Data items:

####################

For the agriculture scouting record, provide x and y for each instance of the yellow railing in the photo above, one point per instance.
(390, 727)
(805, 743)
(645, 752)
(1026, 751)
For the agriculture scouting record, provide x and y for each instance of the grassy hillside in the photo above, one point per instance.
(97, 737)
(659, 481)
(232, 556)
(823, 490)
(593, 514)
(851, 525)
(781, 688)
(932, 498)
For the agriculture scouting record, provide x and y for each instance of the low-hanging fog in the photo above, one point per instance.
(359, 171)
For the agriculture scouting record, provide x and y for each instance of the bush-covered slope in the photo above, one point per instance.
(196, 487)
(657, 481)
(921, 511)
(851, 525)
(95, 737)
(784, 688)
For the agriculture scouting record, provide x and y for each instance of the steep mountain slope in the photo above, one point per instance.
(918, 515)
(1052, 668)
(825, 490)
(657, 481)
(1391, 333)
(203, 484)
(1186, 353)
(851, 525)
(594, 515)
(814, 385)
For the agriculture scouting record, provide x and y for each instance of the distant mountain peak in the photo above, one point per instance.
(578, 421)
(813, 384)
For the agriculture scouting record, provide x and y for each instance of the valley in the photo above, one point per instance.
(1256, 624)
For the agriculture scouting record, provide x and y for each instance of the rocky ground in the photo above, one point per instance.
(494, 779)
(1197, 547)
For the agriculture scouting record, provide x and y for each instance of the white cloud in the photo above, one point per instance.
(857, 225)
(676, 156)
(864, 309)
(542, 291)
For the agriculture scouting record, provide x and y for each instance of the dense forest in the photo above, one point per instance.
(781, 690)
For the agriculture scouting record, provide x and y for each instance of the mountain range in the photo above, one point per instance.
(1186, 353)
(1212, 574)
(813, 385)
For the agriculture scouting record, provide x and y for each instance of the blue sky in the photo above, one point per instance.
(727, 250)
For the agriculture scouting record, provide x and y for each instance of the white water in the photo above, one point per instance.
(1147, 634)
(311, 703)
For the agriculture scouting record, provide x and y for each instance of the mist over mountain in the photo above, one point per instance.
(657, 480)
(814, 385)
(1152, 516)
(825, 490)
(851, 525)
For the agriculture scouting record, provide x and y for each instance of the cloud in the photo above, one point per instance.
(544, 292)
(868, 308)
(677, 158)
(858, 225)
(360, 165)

####################

#### Problem statement
Format every line of the records above as a numbered list, leaving out any blank lines.

#### Finished task
1. For the agriculture scouting record, provide x and y for each instance of the yellow railing in the photo above, one point per instance.
2. (390, 727)
3. (805, 743)
4. (645, 752)
5. (1026, 751)
6. For the agriculture scouting record, provide x and y for each instance of the grassy hillside in the photo above, one point per instance.
7. (97, 737)
8. (659, 481)
9. (232, 556)
10. (823, 490)
11. (593, 514)
12. (851, 525)
13. (781, 688)
14. (932, 498)
15. For the agriculture scouting record, provide x and y for each instance of the low-hanging fog in the photo above, one point per instance.
16. (359, 171)
17. For the agriculture scouting record, provide x and y for each instance of the bush-covered slope in the photo above, one point per instance.
18. (196, 487)
19. (657, 481)
20. (921, 511)
21. (851, 525)
22. (95, 737)
23. (784, 688)
24. For the agriculture scouting record, provide x and y for each instance of the steep mountain slope in the photo above, one point per instance.
25. (918, 515)
26. (1052, 668)
27. (825, 490)
28. (657, 481)
29. (1391, 333)
30. (203, 484)
31. (1186, 353)
32. (851, 525)
33. (594, 515)
34. (814, 385)
35. For the agriculture scouting record, provide x and y for each instance of the distant mountain peak in the photo above, one point per instance.
36. (578, 421)
37. (813, 384)
38. For the agriculture scouting record, provide x and y for each instance of the valley in the photo above, one point per instance.
39. (1256, 624)
40. For the agriculture scouting record, provide x and y for each instance of the rocky ground in the photo above, one point per instance.
41. (494, 779)
42. (1197, 547)
43. For the agriculture scouting record, provide x and y for each instance of the white cloud in the photo above, one point per instance.
44. (857, 225)
45. (676, 156)
46. (864, 309)
47. (542, 291)
48. For the agriculture scouting record, provide x and y for each instance of the dense forest in the photo above, one point per instance.
49. (781, 690)
50. For the agriculture scouting record, provide x and y for each instance of the mountain range in the photo above, one point per instance.
51. (1186, 353)
52. (1212, 574)
53. (813, 385)
54. For the agriculture scouting record, provide x and y for each instance of the blue sky in the photo above, one point per instance.
55. (727, 250)
56. For the agriculture scouting record, provide x and y for each instance of the white water in the photo above, one point per instance.
57. (1147, 634)
58. (311, 703)
59. For the agriculture scouting record, provide x and y for each instance of the mist over mountain in the photo above, one point per instance.
60. (657, 480)
61. (814, 385)
62. (1152, 516)
63. (825, 490)
64. (851, 525)
65. For the agriculture scouting record, provide x and y for each instance of the cloud in the photo above, one point per instance.
66. (544, 292)
67. (868, 308)
68. (677, 158)
69. (858, 225)
70. (360, 165)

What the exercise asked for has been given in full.